> Set task 1
Name every person mentioned in the mailing-list message on lazy evaluation and tail calls below.
> Set task 2
Extend the mailing-list message on lazy evaluation and tail calls below, picking up after its final sentence.

[plt-scheme] Lazy evaluation and tail calls

From: Jos Koot (jos.koot at telefonica.net)
Date: Sun Jan 18 10:51:13 EST 2009

  ----- Original Message ----- 
  From: James Coglan 
  To: Eli Barzilay 
  Cc: PLT Scheme ML 
  Sent: Sunday, January 18, 2009 4:07 PM
  Subject: Re: [plt-scheme] Lazy evaluation and tail calls





  2009/1/18 Eli Barzilay <eli at barzilay.org>

    On Jan 17, James Coglan wrote:
    >
    > Right now, I've got a very bare bones Scheme and I'm more interested
    > in algorithms for optimising stuff rather than tools in a specific
    > language.


    The `lazy' promises that Jos mentioned are not just tools: they are
    essentially a way to implement delayed evaluation in a way that is
    still safe for space.  You describe how your evaluator is holding an
    expression with the appropriate bindings -- and this is essentially a
    promise value.  The promises that are implemented in PLT's
    scheme/promise library are therefore very relevant, and a solution (to
    some degree) to your problem is what that code is doing.


  Sorry for the misunderstanding: I just meant to emphasise that I was more after a language-neutral discussion of algorithms for the problem I was trying to solve. I imagine at some point I will want to implement delay/force in my Scheme, but for now I want a way to make Scheme transparently lazy. This is mostly because I'm reading "To Mock a Mockingbird" and doing some lambda calculus, which requires normal order evaluation in order to be directly expressed in Scheme.

> Data lines
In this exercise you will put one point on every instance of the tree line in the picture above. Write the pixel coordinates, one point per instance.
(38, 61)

> Task answer 1
Jos Koot, James Coglan, Eli Barzilay

> Task answer 2
  Joe, Jos: sadly I'm not equipped to provide any formal reasoning at this stage -- Scheme and SICP are really my first foray into any formal study of computer science. All I can tell is that it looks like you'd need to somehow evaluate the promises from the inside out iteratively and have the result propagate into the binding of the next outer promise before evaluating it, so you'd be able to evaluate the promises in the some order as you would in call-by-value. This would involve every promise storing references to any promises that need its value, which would use extra storage space, and you'd need to flatten the tree of promise dependencies without using recursion in the host language. I'll let you know if I figure something out.
Exactly, you are on the right track, I think. As I earlier wrote in a private email, you should, I think, first find out about self lifting promises as referred to by Eli (and very well and very generally implemented in PLT (Thanks Eli)). Then, there is a way to transform a tail recursive procedure into a space safe reference to an element of a stream. An interesting idea, thanks. In fact PLT's lazy scheme (thanks again Eli) does that (or at least comes very close)

Using lazy Scheme, you can write a laymans implementation of `equal-fringe?' and have it operate without any superfluous generation of the parts of the fringes that are not relevant. That is the inequality should be detected before the remainder of the two fringes have been formed that follow two inequal elements. Just an example, but a good one, I think.

Another nice example of how laziness can go wrong is described in SRFI 40 (by Phil Bewig). It is called the times3 problem. It has been adequately been solved in srfi 45 (Andre van Tonder) and used in srfi 41 (Phil Bewig)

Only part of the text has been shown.